Having thought about this a bit, persistence and curiosity together strike me as a pretty powerful recipe for doing just about anything. And if we throw empathy in there as a third pillar, seems to me we have a pretty good framework for how to go about not just accomplishing a lot, but also feeling good about the things you accomplish.

‘Persistence’ accounts for the fact that just about anything worth aspiring to takes effort, and sustained effort at that. The bigger the goal, the better it is to apply yourself steadily over a long period of time than to operate in short bursts of inspiration. Which is not to say that there’s anything wrong with dabbling -- only that there’s a tradeoff. You can dabble in many things or you can go deep in fewer; not both. (This one hits close to home. I’d put my graveyard of discarded ambitions up against anyone’s. I swear, though, one of these days I will learn to play the mandolin.)

#### [Actions to take]
• 1. In the passage on persistence, curiosity, and empathy, rewrite the part between "Having thought about" and "things you accomplish.", inclusive, swapping "recipe" for "formula".
• 2. Summarize the passage on persistence, curiosity, and empathy in two sentences.
• 3. Write what comes next in the passage on persistence, curiosity, and empathy, continuing from its final sentence.

Data records
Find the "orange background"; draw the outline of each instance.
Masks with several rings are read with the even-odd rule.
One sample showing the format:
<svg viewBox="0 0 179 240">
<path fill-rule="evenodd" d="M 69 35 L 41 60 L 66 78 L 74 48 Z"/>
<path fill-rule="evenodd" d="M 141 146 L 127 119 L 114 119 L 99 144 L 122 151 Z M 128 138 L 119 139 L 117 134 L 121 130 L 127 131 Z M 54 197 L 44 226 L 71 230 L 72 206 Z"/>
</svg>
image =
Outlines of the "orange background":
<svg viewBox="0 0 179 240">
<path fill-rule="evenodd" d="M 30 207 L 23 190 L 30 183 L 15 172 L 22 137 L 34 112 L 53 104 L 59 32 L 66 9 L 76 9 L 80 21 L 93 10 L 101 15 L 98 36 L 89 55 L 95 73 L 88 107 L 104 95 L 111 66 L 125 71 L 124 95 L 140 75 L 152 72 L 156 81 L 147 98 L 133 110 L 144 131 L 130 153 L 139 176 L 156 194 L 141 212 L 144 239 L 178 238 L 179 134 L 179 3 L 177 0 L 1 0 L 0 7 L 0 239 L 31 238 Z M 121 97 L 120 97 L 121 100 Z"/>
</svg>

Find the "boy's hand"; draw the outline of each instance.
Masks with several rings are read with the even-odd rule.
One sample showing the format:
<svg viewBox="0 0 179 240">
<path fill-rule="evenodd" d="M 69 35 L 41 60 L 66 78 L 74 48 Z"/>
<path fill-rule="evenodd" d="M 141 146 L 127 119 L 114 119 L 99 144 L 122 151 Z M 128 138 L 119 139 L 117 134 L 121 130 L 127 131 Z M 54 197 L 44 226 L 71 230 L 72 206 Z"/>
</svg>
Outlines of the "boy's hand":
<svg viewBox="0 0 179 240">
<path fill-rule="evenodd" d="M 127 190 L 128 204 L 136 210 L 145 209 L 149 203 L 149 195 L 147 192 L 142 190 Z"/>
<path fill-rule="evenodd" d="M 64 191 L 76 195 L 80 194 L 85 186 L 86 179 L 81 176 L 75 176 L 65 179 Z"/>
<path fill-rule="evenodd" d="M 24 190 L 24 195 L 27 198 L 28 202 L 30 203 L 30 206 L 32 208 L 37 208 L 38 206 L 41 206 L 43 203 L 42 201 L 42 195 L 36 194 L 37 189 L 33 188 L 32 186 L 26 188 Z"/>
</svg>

#### [Expected answers]
• 1.
Having thought about this a bit, persistence and curiosity together strike me as a pretty powerful formula for doing just about anything. And if we throw empathy in there as a third pillar, seems to me we have a pretty good framework for how to go about not just accomplishing a lot, but also feeling good about the things you accomplish.

• 2. Persistence and curiosity together make a powerful recipe for doing almost anything, and adding empathy as a third pillar gives a framework for both accomplishing a lot and feeling good about those accomplishments. Persistence matters because worthwhile goals take sustained effort, and although dabbling is not wrong, it involves a tradeoff: you can dabble in many things or go deep in fewer, but not both.

• 3.
Persistence is to effort what compounding is to interest. Younger Me struggled to get his head around those mechanics. Career-wise, I’d apply myself in bursts and hold out hope for some sort of tangible reward coming back at me -- a sort of transactional, achievement-oriented mindset. To be persistent is to trade that short-term mindset for the discipline of applying yourself as a matter of principle, and learning to find enjoyment in the process itself. If you can do that, the outcomes take care of themselves. I don’t know if I’ll ever totally figure this out, but I’m better at it now than I used to be.

Curiosity is a superpower when you consider that you can learn anything -- all it takes is the will to do so. Some of my proudest moments as a parent are in watching my kid fail over and over and over again in the process of acquiring a new skill. A child’s brain has many bugs, but this one is a feature: where failing repeatedly causes them to just try again, each time updating their approach and otherwise being fascinated by the puzzle of incremental improvement. We lose this by the time we get to be grownups: our big dumb egos get in the way and we get discouraged if it takes too long to get the hang of something.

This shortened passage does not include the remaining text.